Please mark each statement yes or no according to the passage headed "Preparing for the New Normal" below, quoting the words of the passage that decide it. 1. Every part of the health care system is being reviewed. 2. Implementation of the new efforts is described as easy. 3. UHF's efforts must be more anticipatory than ever.

### EXTRACT
•••
Preparing for the New Normal

If there's one thread that runs through all of UHF's work, it's the knowledge that health care is in an extended period of flux. Our efforts must be more anticipatory, and responsive, than ever.

It's a “new normal” of ongoing change. Every aspect of our health care system is under review. Policy shifts are driving efforts to address longstanding challenges—paying for care coordination for the most complex patients, or lowering barriers between mental health and physical health care, or phasing out payment strategies that encourage more intensive interventions rather than prevention, to name just a few. These efforts have positive and ambitious goals, but implementation is a serious hurdle in a complex health care system. We are engaged in a constant search for strategies that can bring promising innovations quickly to scale.
•••
### DATASET EXTRACT
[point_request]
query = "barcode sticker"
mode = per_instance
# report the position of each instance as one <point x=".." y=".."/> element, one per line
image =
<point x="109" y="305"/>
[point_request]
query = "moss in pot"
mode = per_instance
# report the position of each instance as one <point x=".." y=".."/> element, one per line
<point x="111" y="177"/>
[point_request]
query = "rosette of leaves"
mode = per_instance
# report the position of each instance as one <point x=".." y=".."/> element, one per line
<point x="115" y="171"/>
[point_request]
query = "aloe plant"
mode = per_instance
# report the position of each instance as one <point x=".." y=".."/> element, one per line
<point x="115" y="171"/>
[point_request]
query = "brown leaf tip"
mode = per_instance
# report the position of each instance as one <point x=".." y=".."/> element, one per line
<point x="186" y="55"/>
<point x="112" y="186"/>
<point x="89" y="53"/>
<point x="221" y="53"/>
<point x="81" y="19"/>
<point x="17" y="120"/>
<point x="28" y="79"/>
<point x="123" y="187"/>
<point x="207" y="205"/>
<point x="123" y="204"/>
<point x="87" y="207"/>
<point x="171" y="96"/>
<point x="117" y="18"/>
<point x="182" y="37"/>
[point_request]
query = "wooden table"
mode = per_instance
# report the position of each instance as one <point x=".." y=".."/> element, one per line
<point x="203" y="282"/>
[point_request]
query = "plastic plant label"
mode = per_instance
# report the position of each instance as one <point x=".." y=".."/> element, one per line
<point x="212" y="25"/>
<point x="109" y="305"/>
•••
### SOLUTION BELOW
1. Yes: "Every aspect of our health care system is under review."
2. No: "implementation is a serious hurdle in a complex health care system."
3. Yes: "Our efforts must be more anticipatory, and responsive, than ever."